**Seçilen Metin**
06 Aralık 2014 13:52

Barak ne yana düşer, Vatan ne yana düşer

Toplumları derinden etkileyen olayları kadının gözüyle değerlendirmiyorsanız eksik değerlendirmiş olursunuz. Kadınlar öyle uzun uzun analizler yapmazlar. Yapamadıklarından da değil, hissettikleri derin acı, kuru kuru bir analizden ötedir de ondan.

Paylaş

Kader BAYRAM
Bunun en güzel örneği Cumartesi Annelerinden Berfo Ana’dır. Herkes durumu değerlendirir ama Berfo Ana’nın yaşadığı derin acıyı anlatan sözlerinin üzerine söylenecek söz kalmaz. Ülkemizi derinden etkileyen 6-7 Ekim Kobanê’yle dayanışma eylemleri de böyledir. Antep’te yaşanan eylemlerin ve 5 ölümün olduğu Vatan ve Barak mahallelerindeki olayların üzerinden 1 ay geçti. Bu mahallelerde yaşayan kadınlar ne düşünüyor? Ne hissettiler? Bu iki mahalle neyi temsil ediyor?  

AYNI TEPENİN İKİ YAKASI
İki mahalle de işçi, emekçi mahallesi. Barak mahallesi, Perilikaya Mahallesinin büyümesiyle oradan ayrılan bir mahalle. Özellikle Barak ovasındaki köylerde geçim her geçen gün zorlaştıkça, daha güzel bir hayat hayaliyle gelip özellikle Ünaldı dokuma tezgahlarına yakın tepenin eteklerine kurulmuş, yüzde seksenini de Barak Türkmenlerinin oluşturduğu bir mahalle.
Vatan mahallesi, başta Urfa’nın Suruç, Birecik ilçesinden aynı kaygılarla gelip yerleştiği bir mahalle. Daha sonraları özellikle Siirt, Şırnak ve Van’dan boşaltılan köyleri, yasaklanan yayla ve meraları daha çok güvenlik gerekçesiyle terk etmek zorunda kalanların, bir lokma ekmek bulma kaygısıyla yollara düşenlerin mekânı. Bu mahalle de yine aynı tepenin diğer yakası.
İşçi mahallesi olması nedeniyle Barak şehrin ötekisi, Vatan ise Barak’ın da ötekisi durumunda. Oysa her iki mahalle belediyeden en son hizmet alır. Her iki mahallenin kadınları da tek gözlü evlerde, foseptik çukurlardan sızan lağam sularının ıslattığı sokaklarında oynayan çocuklarını temizlemek için kovalarla su taşıdılar. Vatandaki kadınlar diyar diyar gezip mevsimlik tarım işçiliği yaptılar. Baraktakiler şimdilerde beton yığınına dönen yanı başındaki bahçelerde nane soğan, maydanoz toplayarak sağlıklarını toprağa bıraktılar. Aynı yaşama sahip olan bu iki mahalleden biri Türkleri, diğeri Kürtleri temsil eder.

**Listelenen Kayıtlar**
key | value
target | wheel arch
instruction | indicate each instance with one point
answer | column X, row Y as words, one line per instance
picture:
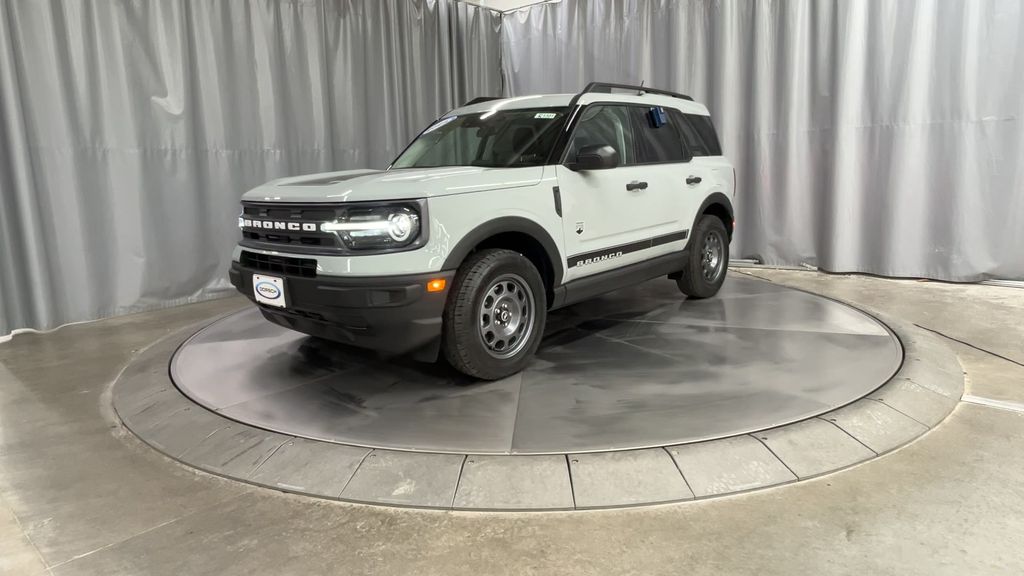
column 719, row 205
column 513, row 233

**Yapılacak İşler**
1. Seçilen metne göre Barak mahallesinin yüzde sekseni hangi topluluktan oluşur?
2. Seçilen metinden "Toplumları derinden etkileyen" ile "ötedir de ondan." arasındaki bölümü, bu ifadeler de dahil olmak üzere hiçbir değişiklik yapmadan çıkarın.
Kayıtların seçilen metinle bir ilgisi yoktur.

**Tamamlanan Alıştırma**
1. Barak Türkmenlerinden.

2.
Toplumları derinden etkileyen olayları kadının gözüyle değerlendirmiyorsanız eksik değerlendirmiş olursunuz. Kadınlar öyle uzun uzun analizler yapmazlar. Yapamadıklarından da değil, hissettikleri derin acı, kuru kuru bir analizden ötedir de ondan.